Each line in the entries below that holds the string "label" must be copied.

SOURCE INFORMATION:
━━━━━━
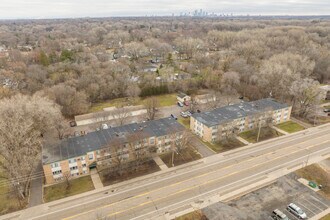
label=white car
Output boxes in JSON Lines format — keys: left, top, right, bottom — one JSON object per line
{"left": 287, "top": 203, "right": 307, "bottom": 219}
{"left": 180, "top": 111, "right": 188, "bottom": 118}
━━━━━━
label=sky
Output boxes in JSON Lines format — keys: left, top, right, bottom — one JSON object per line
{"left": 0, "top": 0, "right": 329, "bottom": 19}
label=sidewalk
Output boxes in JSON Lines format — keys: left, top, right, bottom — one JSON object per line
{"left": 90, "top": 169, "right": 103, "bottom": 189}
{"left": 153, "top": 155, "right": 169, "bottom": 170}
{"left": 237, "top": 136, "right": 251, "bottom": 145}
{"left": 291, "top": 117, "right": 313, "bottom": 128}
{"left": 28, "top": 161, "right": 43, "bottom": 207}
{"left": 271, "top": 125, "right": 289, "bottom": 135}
━━━━━━
EXERCISE ANSWER:
label=white car
label=sky
label=sidewalk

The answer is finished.